— begin Reading passage —

Well, see that’s the cool thing about geoenineering. Geoengineering would be comparable to central banking in economics. Instead of relying on, well, totally unreliable legislatures to form fractious coalitions that enable dubious stabilization policy, well run central banks can effectively, but also not entirely reliably, create economic stabilization. Geoengineering would be comparable climatic stabilization, suffering from the same draw backs as central banking. Those would namely be: democratic deficit, small institutional intransigence, and I’m sure there would be lots of Ron Paul equivalents. To me those problems seem imminently more solvable than carbon reduction through collectively deciding to raise the price on fossil fuels.
JPA, South Australia gets only a bit over a third of its electricity from wind and solar. The rest is gas at the moment. So if there is no wind at night gas meets demand. South Australia’s wind power is not firm. We can’t rely on it to meet peak demand. But as our peak demand occurs on hot, cloudless summer days we can rely on our solar capacity to assist in meeting it. If we wanted to we could expand our solar capacity and then retire fossil fuel capacity down to the point where it is sufficient to meet peak night time demand. Energy storage would make it possible to reduce the amount of fossil fuel capacity even further, but at current storage costs and the current carbon price it is cheaper to use natural gas.
JWatts, coal plants can be used as peak plants. While it’s very unlikely that anyone would ever build a coal plant to use as a peaking plant, an existing coal plant faced with a situation where it is only profitable to operate during peak times can be used as a peak plant. (And in a grid with a significant amount of intermittent capacity and a carbon price, using electrical resistance heating to maintain boiler temperature during periods of low electricity prices is an option.) Also, in our electricity market there would be no need for it to respond rapidly. Plant operators could simply state it will supply X amount of electricity during Y time period. Fiddling around within pay periods is for those who contract to provide grid stability, which probably wouldn’t be a smart thing for a coal plant to do.
We’re not limited to four hours of effective solar production here. Not unless you have an odd definition of effective. In the past, subsidies in Australia encouraged people to simply maximise the output of their solar panels, but now people have an incentive to match output more closely to their consumption and so we have more westward facing panels. This increases solar output in the late afternoon and results in production more closely matching demand. While this decreases the total amount of electricity that could be produced, this isn’t a problem as it’s still a money saver. Given the decreasing cost of solar PV we have the potential to get a lot more than 5-10% of our total electricity from solar.
You mention that for wind and solar to get much above the 20-30% range, base load power needs to be provided. This is interesting because currently South Australia has no operating base load generators and we’re doing fine. And as for nuclear power being part of a carbon neutral electricity sector, if you can build a reactor that is competitive with other options, please come to South Australia and construct one for us. But it will have to work as a load following plant. And given the rate that solar is expanding it might have to end up as a peak plant, and I don’t think nuclear works that way.
Looks like I spoke too soon. REW, the German utility, is building coal peak plants.

— end Reading passage —
— begin Given information —

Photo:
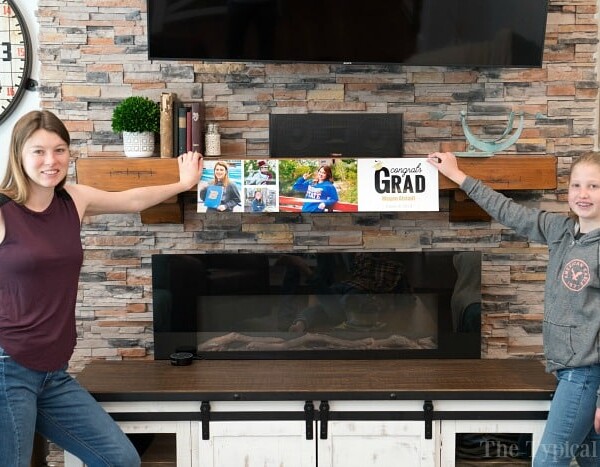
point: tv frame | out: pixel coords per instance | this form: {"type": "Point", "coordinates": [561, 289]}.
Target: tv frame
{"type": "Point", "coordinates": [426, 59]}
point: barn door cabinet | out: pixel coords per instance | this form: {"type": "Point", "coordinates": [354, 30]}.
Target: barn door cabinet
{"type": "Point", "coordinates": [325, 413]}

— end Given information —

» Problems to work on:
• a. Print this part of the comments on electricity and climate policy word for word, starting with "JPA, South Australia" and going on through "use natural gas.".
• b. Output the lines of the records word for word, starting with the line with "point: barn door" and going on through the final line of the records.

» Responses to the exercise:
• a.
JPA, South Australia gets only a bit over a third of its electricity from wind and solar. The rest is gas at the moment. So if there is no wind at night gas meets demand. South Australia’s wind power is not firm. We can’t rely on it to meet peak demand. But as our peak demand occurs on hot, cloudless summer days we can rely on our solar capacity to assist in meeting it. If we wanted to we could expand our solar capacity and then retire fossil fuel capacity down to the point where it is sufficient to meet peak night time demand. Energy storage would make it possible to reduce the amount of fossil fuel capacity even further, but at current storage costs and the current carbon price it is cheaper to use natural gas.

• b.
point: barn door cabinet | out: pixel coords per instance | this form: {"type": "Point", "coordinates": [354, 30]}.
Target: barn door cabinet
{"type": "Point", "coordinates": [325, 413]}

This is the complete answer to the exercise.